> [Instruções]
- A) Quais gêneros musicais são citados no texto sobre a visita ao cemitério, mais abaixo? Liste todos.
- B) Prossiga o texto sobre a visita ao cemitério a partir da última frase apresentada.

> [Texto do documento]
No dia 2 de janeiro, voltei àquela - como direi? - necrópole, para conferir se Batatinha havia concluído o serviço. Travou-se então o seguinte diálogo entre nós:
– Aqui não falta freguês, não é Batatinha?
– É, doutor. Ontem mesmo chegaram oito.
– Por que tantos?
– Todo fim de ano é assim, a turma "entornam" mais na véspera e embarcam mais cedo.
Me lembrei de Roberto Motta. Ele disse que a construção clássica seria essa mesma: "A turma entornam". Indo a concordância pro plural. E Manuel Bandeira: "A língua errada do povo. A língua certa do povo".
– Pior é no Carnaval, doutor - prossegue Batatinha - a clientela aumenta com a extravagância dos foliões. Além de cana, confusão. Mas aqui é cemitério de grã-fino. Pobre é que enterra muita gente no Carnaval, porque rico toma uísque ou vinho, bebidas caras, não quer escândalo e aguenta melhor a gaia, e o lascado vai é na cachaça e se vinga do chifre na peixeirada e na foice. O senhor já viu briga de barão em delegacia de polícia?
– É verdade. Mas cuide direitinho desse jazigo, Batatinha, porque, breve, talvez eu venha morar aqui, fazendo companhia aos meus pais e meu irmão. Eu queria ir pro mausoléu da AIP, mas parece que não tem vaga.
– Onde é isso, doutor?
– No Santo Amaro. Se eu vier praqui, não quero choro nem vela, fique sabendo. Vou querer um conjunto de samba, animando o velório, com um time bom no violão e no cavaquinho. Não confundir com pagode nem axé.

> [Trechos dos dados]
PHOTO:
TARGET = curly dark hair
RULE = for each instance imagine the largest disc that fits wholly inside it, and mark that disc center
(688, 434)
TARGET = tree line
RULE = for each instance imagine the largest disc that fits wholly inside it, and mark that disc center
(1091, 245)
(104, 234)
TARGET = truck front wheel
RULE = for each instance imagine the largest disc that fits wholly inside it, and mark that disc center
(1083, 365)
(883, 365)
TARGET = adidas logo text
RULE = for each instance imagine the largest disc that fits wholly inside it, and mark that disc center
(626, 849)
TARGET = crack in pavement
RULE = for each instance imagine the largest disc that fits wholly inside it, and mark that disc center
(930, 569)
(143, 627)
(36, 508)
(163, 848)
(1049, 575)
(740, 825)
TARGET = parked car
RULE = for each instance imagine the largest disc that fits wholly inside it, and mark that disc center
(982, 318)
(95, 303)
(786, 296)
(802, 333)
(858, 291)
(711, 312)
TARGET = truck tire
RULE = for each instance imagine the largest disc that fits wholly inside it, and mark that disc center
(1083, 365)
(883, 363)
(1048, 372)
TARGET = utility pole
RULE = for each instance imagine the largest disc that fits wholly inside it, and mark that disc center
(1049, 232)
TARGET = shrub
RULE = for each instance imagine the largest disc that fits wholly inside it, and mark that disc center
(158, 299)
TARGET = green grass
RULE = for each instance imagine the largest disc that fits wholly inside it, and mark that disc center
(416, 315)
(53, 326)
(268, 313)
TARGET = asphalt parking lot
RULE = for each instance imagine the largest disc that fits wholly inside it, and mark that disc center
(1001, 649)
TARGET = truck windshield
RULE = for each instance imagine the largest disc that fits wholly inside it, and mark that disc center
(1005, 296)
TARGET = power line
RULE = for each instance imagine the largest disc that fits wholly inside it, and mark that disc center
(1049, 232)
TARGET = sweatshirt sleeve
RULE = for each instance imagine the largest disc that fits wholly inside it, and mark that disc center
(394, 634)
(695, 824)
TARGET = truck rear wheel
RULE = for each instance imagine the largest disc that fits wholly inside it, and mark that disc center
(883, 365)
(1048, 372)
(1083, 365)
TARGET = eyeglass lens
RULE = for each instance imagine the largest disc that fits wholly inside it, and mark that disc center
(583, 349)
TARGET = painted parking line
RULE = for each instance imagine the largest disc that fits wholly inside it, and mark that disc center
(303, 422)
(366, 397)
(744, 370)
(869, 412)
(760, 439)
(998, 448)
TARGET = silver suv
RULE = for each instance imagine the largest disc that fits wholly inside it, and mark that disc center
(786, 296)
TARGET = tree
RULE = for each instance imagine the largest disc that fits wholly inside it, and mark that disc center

> [Respostas]
- A) Samba, pagode e axé.

- B)
A essas alturas, Batatinha olha um tanto assustado pra mim:
– Me desculpe, doutor, mas nunca ouvi uma conversa dessa. Acho uma boa ideia, porque o pessoal só vem acompanhar defunto soluçando e gritando. Uns gritos histéricos. Tenho visto tumulto, também. O corpo ainda não esfriou e a família já está cobiçando a herança. Isso faz mal ao falecido. São fluidos ruins. Uma energia pesada. Eles deviam respeitar os mortos.
– Você já dormiu alguma vez sozinho, aqui, Batatinha?
– Não, doutor, porque o movimento não para. Já varei muita madrugada em claro, mas dormir, não. Se tiver de dormir, durmo sem medo, porque os que moram aqui não bolem com ninguém. Aqui só fica a matéria, o espírito está vagando por aí...
– Aí, onde?
– Não sei. Ainda não voltou ninguém pra dizer como é o lado de lá. Sei que quem praticou o mal na terra vai ter que pagar em outro canto. Cada religião diz uma coisa.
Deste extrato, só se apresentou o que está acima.